Material provided:
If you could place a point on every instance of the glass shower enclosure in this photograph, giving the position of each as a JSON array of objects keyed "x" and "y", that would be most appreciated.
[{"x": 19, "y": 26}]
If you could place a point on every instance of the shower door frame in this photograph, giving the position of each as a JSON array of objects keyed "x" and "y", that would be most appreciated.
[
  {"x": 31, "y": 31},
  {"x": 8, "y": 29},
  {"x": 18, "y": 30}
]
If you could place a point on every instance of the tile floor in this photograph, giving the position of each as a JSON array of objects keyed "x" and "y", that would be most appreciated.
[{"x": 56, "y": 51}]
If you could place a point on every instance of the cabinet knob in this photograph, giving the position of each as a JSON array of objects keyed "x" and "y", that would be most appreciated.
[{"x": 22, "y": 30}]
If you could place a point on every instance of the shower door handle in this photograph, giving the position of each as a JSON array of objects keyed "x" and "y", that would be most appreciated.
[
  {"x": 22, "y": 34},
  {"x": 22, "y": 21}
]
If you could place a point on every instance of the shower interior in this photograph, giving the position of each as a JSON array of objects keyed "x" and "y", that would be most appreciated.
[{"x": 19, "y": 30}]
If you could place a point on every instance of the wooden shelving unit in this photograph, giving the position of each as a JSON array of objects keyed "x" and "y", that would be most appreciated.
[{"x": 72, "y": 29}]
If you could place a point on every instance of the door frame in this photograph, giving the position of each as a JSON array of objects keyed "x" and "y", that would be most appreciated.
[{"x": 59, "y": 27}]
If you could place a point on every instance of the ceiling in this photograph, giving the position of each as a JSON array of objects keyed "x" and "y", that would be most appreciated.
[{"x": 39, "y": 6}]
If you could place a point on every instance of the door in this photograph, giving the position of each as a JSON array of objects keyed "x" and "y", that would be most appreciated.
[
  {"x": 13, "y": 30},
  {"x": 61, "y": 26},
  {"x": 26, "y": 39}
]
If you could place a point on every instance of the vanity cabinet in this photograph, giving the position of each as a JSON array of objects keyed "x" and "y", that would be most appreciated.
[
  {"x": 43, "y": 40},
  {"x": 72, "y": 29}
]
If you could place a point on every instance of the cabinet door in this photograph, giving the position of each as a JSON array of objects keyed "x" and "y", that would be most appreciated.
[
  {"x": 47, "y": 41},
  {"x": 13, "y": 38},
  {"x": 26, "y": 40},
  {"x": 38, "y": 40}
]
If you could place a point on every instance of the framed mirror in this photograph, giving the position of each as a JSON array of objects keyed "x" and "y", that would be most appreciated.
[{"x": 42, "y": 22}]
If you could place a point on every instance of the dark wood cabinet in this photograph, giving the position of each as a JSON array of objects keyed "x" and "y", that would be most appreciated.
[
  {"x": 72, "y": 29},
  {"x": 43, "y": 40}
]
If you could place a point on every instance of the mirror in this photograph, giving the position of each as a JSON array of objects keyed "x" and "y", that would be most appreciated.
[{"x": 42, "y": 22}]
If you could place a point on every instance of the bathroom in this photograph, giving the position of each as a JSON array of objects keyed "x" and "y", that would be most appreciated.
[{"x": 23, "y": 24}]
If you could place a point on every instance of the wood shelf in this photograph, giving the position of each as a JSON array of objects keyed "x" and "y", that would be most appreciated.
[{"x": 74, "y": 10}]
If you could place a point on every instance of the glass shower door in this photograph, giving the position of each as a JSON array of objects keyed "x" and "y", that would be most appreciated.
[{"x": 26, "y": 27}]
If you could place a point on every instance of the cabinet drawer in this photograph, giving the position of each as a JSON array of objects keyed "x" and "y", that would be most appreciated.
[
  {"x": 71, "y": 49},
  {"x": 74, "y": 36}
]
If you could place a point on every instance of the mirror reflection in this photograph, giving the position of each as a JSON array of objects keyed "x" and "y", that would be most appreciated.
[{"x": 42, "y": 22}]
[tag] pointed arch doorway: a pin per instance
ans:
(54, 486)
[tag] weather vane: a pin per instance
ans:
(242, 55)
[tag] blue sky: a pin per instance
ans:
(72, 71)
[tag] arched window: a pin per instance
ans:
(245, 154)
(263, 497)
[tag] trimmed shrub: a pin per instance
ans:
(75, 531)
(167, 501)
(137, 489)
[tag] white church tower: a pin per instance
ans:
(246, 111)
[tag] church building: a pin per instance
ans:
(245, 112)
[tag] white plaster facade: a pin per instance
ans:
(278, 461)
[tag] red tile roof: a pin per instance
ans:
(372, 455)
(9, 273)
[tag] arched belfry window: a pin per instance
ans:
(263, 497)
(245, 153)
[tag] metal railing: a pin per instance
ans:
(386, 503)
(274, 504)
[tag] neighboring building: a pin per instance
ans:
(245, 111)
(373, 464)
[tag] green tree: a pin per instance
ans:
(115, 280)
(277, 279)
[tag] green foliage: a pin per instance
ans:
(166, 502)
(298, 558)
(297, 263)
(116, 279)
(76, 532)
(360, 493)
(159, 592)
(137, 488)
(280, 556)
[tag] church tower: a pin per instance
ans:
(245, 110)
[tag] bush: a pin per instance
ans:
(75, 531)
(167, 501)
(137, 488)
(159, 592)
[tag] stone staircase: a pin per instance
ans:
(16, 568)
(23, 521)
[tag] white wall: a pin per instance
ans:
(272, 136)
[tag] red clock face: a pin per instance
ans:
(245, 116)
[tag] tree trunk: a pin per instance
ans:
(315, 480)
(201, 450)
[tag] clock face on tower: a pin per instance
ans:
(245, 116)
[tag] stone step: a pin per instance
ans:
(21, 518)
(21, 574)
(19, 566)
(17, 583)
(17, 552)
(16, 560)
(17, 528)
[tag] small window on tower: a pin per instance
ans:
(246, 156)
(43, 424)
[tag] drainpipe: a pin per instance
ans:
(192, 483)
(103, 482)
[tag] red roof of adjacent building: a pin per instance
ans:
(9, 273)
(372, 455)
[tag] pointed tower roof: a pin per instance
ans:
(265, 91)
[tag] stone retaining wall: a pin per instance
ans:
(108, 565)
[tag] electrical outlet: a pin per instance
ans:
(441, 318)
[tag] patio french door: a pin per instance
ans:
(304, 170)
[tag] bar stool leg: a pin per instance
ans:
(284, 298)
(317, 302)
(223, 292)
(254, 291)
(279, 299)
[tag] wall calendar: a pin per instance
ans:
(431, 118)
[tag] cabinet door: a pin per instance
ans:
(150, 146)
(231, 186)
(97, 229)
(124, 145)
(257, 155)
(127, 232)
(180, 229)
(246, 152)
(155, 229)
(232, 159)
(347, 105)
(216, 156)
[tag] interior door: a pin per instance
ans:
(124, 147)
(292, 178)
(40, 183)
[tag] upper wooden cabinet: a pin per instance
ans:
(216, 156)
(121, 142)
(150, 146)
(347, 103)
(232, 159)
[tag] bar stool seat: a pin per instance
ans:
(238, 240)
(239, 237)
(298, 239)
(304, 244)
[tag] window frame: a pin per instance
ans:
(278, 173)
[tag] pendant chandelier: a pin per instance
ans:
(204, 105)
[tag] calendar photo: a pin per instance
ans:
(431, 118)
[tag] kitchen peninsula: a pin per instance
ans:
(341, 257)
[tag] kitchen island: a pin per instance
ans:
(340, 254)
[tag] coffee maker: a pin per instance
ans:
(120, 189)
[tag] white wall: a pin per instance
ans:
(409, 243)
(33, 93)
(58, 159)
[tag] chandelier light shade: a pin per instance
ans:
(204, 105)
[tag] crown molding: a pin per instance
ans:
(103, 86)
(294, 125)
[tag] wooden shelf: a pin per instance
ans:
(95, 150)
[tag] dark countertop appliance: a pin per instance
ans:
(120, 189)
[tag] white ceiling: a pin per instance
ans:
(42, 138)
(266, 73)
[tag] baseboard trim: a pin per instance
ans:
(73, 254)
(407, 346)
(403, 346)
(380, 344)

Task prompt:
Report all lines in the records that include the string "tower".

Task answer:
[tag] white church tower: a pin per instance
[tag] church tower: a pin per instance
[tag] clock face on tower: a pin per instance
[tag] small window on tower: a pin per instance
[tag] pointed tower roof: a pin per instance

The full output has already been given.